***** Excerpt provided
A month of the Vision Pro

Meta bought Oculus ten years ago this month, for $2bn. Oculus was selling a device that was amazing, and clearly part of the future, but also impractical and nowhere near ready for the mass market. Last month, Apple started selling a device that’s amazing, and clearly part of the future, but also expensive, impractical and clearly nowhere near ready for the mass market. And meanwhile, Meta has gone from the Oculus DK1 to Quest products that are good enough for a passionate base of enthusiasts but, again, clearly haven’t reached the mass market yet. We’re still at the beginning of the S-Curve.

I wrote a long essay about xR and the Vision Pro when it was announced last summer, and I won’t repeat all of that here (I won’t do a detailed hardware / software analysis either - you should read Hugo Barra’s excellent piece). It seems to me that Apple and Meta both think that something in this space can lead to a general and perhaps universal computing device that could be the next smartphone, but they’re trying to build that from opposite directions.

Meta started with games and VR, partly because of what was possible with the hardware of 2014, and it’s spent the last decade working its way upwards, trying to catalyse an ecosystem on the way. Apple thinks that you have to start with the general computing experience, which means iPad-style apps, and AR rather than VR (indeed, there really aren’t any VR experiences from Apple on the device) - and above all, that means text.
**********
§ Direction 1: Transcribe the entries below, starting with the line that contains "Exam Question 7: Identify the glowing" and going on through the line that contains "[31,41,310,250]", and omit the pictures.
***** Stored rows
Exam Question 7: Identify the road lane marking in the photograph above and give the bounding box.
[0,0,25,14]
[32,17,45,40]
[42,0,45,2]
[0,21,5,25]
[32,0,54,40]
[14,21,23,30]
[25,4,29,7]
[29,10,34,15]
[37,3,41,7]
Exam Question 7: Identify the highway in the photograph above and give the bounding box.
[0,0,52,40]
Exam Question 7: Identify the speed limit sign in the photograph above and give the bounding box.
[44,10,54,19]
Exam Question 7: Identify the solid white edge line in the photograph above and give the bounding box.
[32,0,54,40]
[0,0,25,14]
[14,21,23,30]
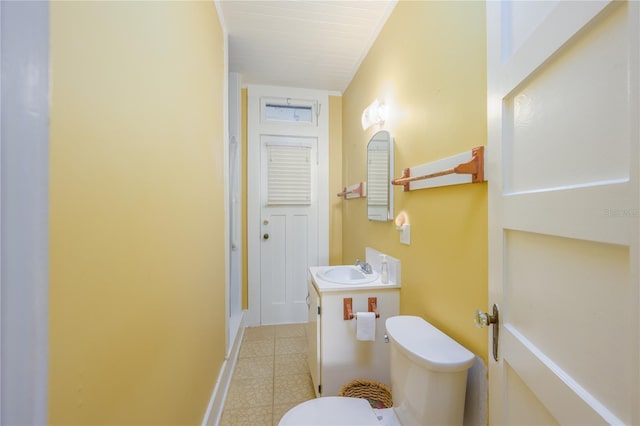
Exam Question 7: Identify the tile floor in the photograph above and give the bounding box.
[220,324,315,426]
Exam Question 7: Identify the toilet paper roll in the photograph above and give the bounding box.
[356,312,376,340]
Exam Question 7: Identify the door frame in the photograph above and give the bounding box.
[0,2,50,424]
[245,85,329,326]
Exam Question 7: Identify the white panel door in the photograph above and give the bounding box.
[260,135,318,324]
[245,86,329,326]
[487,1,640,425]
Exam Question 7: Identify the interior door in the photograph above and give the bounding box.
[244,85,329,326]
[260,135,318,324]
[487,1,640,425]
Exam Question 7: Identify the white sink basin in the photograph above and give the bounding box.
[317,265,378,285]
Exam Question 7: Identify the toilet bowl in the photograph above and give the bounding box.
[280,316,475,426]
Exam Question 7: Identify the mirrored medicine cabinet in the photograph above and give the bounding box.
[367,130,393,222]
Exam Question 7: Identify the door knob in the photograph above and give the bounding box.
[473,305,498,328]
[474,303,500,361]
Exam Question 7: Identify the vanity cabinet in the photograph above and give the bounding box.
[307,274,400,396]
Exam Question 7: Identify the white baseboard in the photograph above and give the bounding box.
[202,311,245,426]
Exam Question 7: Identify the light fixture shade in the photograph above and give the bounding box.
[362,99,387,130]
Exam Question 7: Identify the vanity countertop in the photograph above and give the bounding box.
[309,266,401,293]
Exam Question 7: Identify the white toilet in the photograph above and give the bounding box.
[280,316,475,426]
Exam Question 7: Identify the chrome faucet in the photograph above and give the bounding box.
[355,259,373,274]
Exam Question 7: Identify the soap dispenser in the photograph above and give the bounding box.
[380,254,389,284]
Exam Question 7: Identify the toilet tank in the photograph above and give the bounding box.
[385,316,475,425]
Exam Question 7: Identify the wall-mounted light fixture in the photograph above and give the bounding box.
[362,99,387,130]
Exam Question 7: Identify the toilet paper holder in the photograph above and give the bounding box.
[342,297,380,321]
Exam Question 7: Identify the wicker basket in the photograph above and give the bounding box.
[338,379,393,408]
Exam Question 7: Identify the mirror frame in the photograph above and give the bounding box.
[367,130,394,222]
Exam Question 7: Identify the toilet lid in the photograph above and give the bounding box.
[279,396,380,426]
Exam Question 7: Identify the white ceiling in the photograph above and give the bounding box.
[218,0,397,92]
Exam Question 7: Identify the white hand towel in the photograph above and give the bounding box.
[356,312,376,340]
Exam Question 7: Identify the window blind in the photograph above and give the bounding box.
[267,145,311,206]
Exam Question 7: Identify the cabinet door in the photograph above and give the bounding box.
[307,281,322,396]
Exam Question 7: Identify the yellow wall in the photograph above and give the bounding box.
[49,2,225,425]
[342,1,488,361]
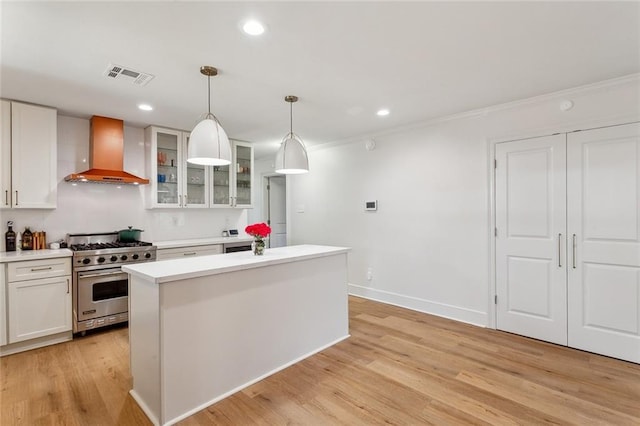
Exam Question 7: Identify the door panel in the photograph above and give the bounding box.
[496,135,567,345]
[268,176,287,247]
[567,124,640,362]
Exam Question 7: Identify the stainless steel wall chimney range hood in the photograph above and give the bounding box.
[64,115,149,185]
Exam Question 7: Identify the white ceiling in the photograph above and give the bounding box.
[0,1,640,156]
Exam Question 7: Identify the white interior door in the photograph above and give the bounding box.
[496,134,567,345]
[567,124,640,362]
[267,176,287,247]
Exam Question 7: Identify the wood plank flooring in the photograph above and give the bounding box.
[0,297,640,426]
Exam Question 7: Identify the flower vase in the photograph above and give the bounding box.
[253,238,265,256]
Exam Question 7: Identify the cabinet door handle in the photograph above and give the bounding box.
[558,234,562,268]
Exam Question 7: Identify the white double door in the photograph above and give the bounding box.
[496,124,640,363]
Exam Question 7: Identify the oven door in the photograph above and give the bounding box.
[77,268,129,321]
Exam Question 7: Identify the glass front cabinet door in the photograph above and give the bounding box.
[145,126,209,208]
[211,140,253,208]
[145,126,253,208]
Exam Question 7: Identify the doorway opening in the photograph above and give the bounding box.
[263,175,287,248]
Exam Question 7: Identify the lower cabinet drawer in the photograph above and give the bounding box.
[156,244,222,260]
[7,275,72,343]
[7,257,71,282]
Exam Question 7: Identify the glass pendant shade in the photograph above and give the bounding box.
[275,133,309,175]
[187,115,231,166]
[187,65,231,166]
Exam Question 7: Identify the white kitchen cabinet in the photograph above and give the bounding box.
[156,244,223,260]
[145,126,210,208]
[0,263,7,346]
[145,126,253,208]
[212,141,253,208]
[6,258,72,344]
[0,100,58,209]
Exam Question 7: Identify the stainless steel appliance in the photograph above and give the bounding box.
[222,241,251,253]
[67,232,156,334]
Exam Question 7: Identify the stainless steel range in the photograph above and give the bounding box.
[67,232,156,334]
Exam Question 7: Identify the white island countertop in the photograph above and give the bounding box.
[122,244,351,284]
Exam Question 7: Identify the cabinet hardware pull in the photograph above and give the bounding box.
[78,271,127,279]
[558,234,562,268]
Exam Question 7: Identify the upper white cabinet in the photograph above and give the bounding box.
[145,126,210,208]
[0,100,58,209]
[212,141,253,208]
[145,126,253,208]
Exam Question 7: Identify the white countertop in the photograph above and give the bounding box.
[0,249,73,263]
[122,245,351,284]
[153,236,253,249]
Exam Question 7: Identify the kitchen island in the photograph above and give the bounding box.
[122,245,349,425]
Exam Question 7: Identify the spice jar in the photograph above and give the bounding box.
[22,226,33,250]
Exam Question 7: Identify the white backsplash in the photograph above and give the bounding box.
[0,116,247,251]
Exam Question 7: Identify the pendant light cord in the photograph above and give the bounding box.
[207,75,211,115]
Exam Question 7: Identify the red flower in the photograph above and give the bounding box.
[244,222,271,238]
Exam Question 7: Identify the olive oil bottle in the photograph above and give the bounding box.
[4,221,16,251]
[22,226,33,250]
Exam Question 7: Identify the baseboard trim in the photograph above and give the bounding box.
[348,284,489,327]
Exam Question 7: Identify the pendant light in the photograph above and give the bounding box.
[276,95,309,175]
[187,65,231,166]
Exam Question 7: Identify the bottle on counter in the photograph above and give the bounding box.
[4,221,16,251]
[22,226,33,250]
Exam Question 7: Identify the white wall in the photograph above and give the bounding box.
[0,116,247,250]
[288,76,640,325]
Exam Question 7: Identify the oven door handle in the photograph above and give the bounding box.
[78,271,127,278]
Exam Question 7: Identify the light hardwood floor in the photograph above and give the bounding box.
[0,297,640,426]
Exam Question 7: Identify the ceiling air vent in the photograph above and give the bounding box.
[104,64,154,86]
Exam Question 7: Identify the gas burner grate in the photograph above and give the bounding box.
[69,241,152,251]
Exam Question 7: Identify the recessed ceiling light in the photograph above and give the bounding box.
[242,20,264,35]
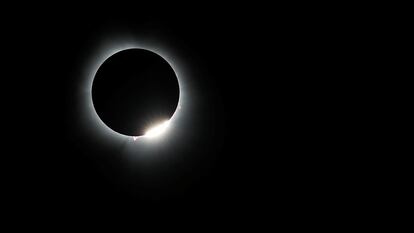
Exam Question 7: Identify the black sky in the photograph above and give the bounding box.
[2,7,372,217]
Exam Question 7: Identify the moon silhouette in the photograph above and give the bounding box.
[92,48,180,137]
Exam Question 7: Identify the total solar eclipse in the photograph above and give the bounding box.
[92,48,180,137]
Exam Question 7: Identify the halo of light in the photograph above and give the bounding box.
[80,37,188,150]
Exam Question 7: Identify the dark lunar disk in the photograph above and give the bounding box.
[92,49,180,136]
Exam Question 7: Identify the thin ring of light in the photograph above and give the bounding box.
[77,37,187,146]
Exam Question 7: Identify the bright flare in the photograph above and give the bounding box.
[144,121,170,138]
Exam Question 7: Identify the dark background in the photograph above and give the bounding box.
[2,6,376,217]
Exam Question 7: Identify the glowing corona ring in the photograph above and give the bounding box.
[80,36,187,146]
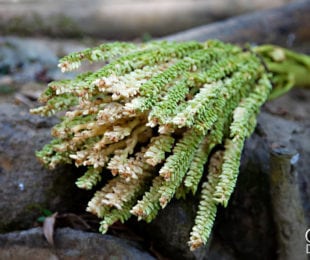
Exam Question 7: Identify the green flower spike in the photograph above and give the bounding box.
[31,41,310,250]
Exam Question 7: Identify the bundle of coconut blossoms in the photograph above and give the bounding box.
[32,41,310,250]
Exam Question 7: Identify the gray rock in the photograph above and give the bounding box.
[0,103,89,232]
[0,228,154,260]
[0,37,58,83]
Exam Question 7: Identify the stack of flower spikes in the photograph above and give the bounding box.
[32,41,271,250]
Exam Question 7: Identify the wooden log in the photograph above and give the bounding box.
[161,0,310,52]
[0,0,296,39]
[269,148,308,260]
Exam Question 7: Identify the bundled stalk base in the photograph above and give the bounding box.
[32,41,310,250]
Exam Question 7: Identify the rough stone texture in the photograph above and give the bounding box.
[0,103,89,231]
[0,228,155,260]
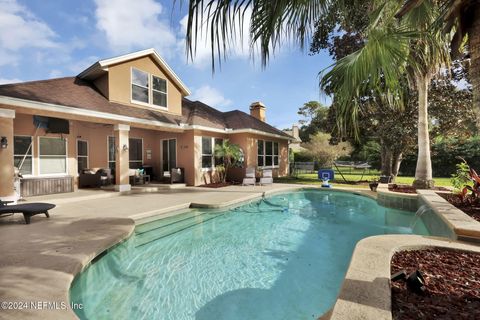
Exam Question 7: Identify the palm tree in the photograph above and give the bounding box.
[186,0,330,70]
[183,0,448,187]
[321,0,449,188]
[395,0,480,132]
[214,139,243,183]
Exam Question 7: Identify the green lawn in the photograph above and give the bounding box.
[275,169,452,188]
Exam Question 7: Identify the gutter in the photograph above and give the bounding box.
[0,96,291,140]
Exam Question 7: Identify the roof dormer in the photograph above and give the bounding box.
[78,49,190,114]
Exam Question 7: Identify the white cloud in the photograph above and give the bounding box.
[0,0,57,51]
[0,78,22,84]
[189,85,232,109]
[95,0,177,57]
[48,69,63,78]
[68,56,100,74]
[180,9,251,68]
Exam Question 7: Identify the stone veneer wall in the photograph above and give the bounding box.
[377,184,419,212]
[377,184,458,240]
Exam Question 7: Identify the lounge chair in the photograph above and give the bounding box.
[242,167,256,186]
[260,169,273,186]
[0,200,55,224]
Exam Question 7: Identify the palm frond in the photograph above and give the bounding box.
[186,0,330,70]
[320,27,418,135]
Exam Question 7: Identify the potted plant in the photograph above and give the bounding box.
[368,179,378,192]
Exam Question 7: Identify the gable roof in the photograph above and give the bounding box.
[77,48,191,96]
[182,98,292,138]
[0,77,292,139]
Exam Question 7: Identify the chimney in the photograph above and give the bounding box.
[292,124,300,140]
[250,101,266,122]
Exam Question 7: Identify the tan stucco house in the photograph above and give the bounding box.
[0,49,292,198]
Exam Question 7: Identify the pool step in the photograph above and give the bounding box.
[135,211,224,247]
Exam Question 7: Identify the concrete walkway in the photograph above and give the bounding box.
[0,184,360,319]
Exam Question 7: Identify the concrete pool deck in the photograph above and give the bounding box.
[0,184,468,319]
[4,184,368,319]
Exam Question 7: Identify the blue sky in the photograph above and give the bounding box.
[0,0,331,129]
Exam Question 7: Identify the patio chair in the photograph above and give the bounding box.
[260,169,273,186]
[0,200,55,224]
[242,167,256,186]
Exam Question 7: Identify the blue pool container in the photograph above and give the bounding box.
[318,169,335,180]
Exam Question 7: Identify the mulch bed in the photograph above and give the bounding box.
[391,249,480,320]
[388,183,450,193]
[437,193,480,222]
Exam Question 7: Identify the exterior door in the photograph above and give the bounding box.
[162,139,177,177]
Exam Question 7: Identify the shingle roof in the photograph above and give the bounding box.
[0,77,290,137]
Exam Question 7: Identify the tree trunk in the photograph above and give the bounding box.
[380,140,392,176]
[392,151,403,180]
[468,4,480,134]
[413,74,433,189]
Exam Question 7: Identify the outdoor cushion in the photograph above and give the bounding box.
[0,201,55,224]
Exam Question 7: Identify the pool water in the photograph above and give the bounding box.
[70,190,428,320]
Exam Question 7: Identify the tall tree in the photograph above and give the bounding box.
[396,0,480,132]
[321,0,448,188]
[297,101,331,142]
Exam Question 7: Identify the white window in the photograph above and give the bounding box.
[202,137,223,169]
[128,138,143,169]
[152,75,167,108]
[13,136,33,175]
[257,140,278,167]
[77,139,88,173]
[108,136,115,172]
[38,137,67,174]
[132,68,167,109]
[132,68,149,103]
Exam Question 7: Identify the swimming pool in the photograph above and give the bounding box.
[70,190,428,320]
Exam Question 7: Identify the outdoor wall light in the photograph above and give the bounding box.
[0,137,8,149]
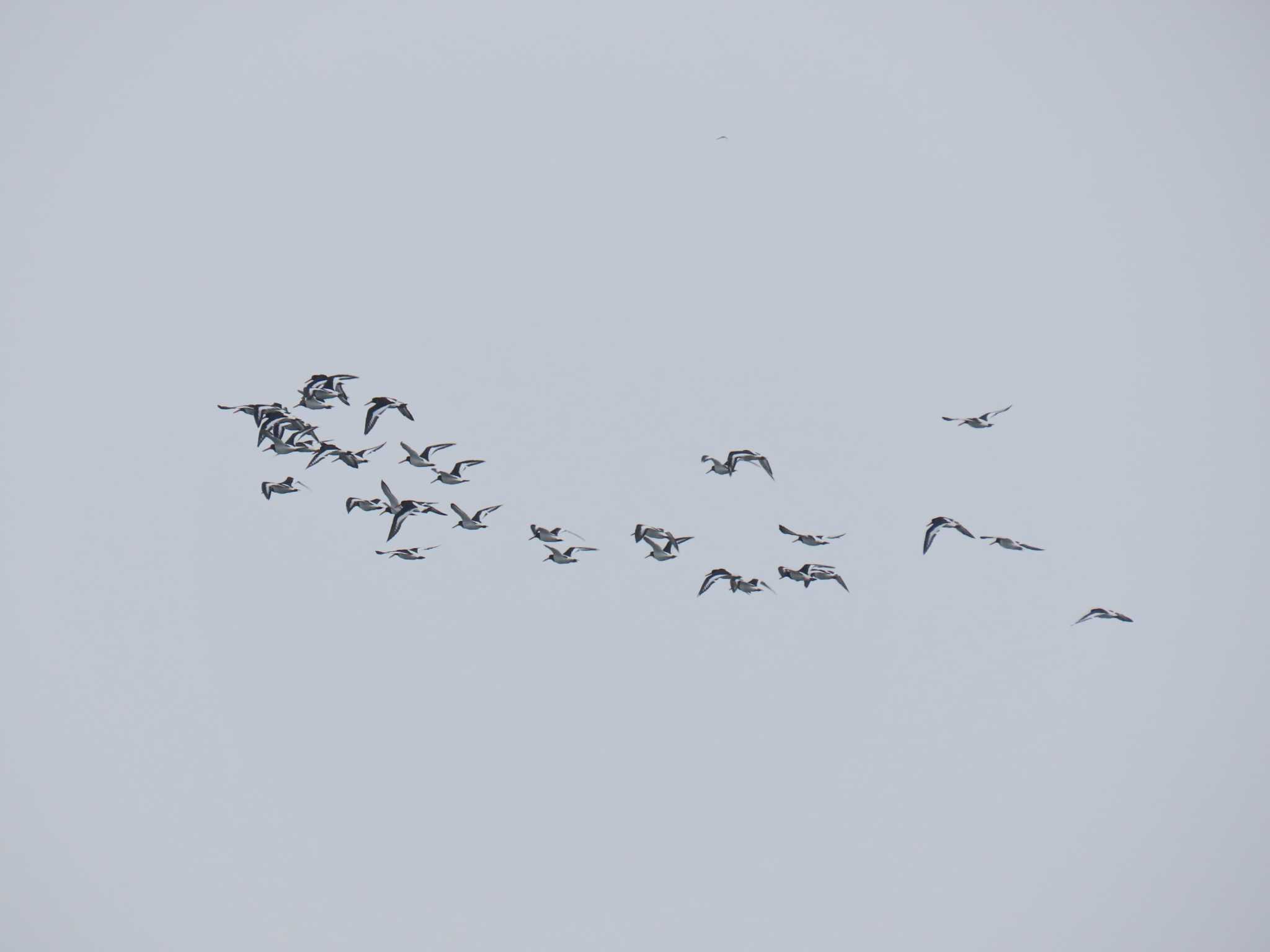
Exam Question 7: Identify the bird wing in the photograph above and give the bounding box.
[380,480,401,509]
[697,569,732,598]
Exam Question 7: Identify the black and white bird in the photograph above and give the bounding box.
[335,443,386,470]
[375,546,435,561]
[264,433,318,456]
[922,515,974,555]
[979,536,1046,552]
[776,562,833,588]
[701,449,776,480]
[450,503,503,529]
[644,536,692,562]
[401,443,455,469]
[305,373,357,406]
[697,569,740,598]
[1072,608,1133,625]
[941,403,1013,430]
[542,546,600,565]
[433,459,485,486]
[292,390,335,410]
[305,441,345,470]
[366,397,414,433]
[808,565,851,591]
[530,523,587,542]
[777,526,847,546]
[260,476,309,499]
**********
§ Direction 2: Restate the passage of the Vision Pro essay word for word, starting with "Meta bought Oculus" and going on through "of the S-Curve.".

§ Full answer 1:
Exam Question 7: Identify the glowing corona ring in the photograph above and give the bounding box.
[80,36,187,146]
Exam Question 7: Identify the green flower spike in the photograph above and give the bounding box.
[31,41,310,250]

§ Full answer 2:
Meta bought Oculus ten years ago this month, for $2bn. Oculus was selling a device that was amazing, and clearly part of the future, but also impractical and nowhere near ready for the mass market. Last month, Apple started selling a device that’s amazing, and clearly part of the future, but also expensive, impractical and clearly nowhere near ready for the mass market. And meanwhile, Meta has gone from the Oculus DK1 to Quest products that are good enough for a passionate base of enthusiasts but, again, clearly haven’t reached the mass market yet. We’re still at the beginning of the S-Curve.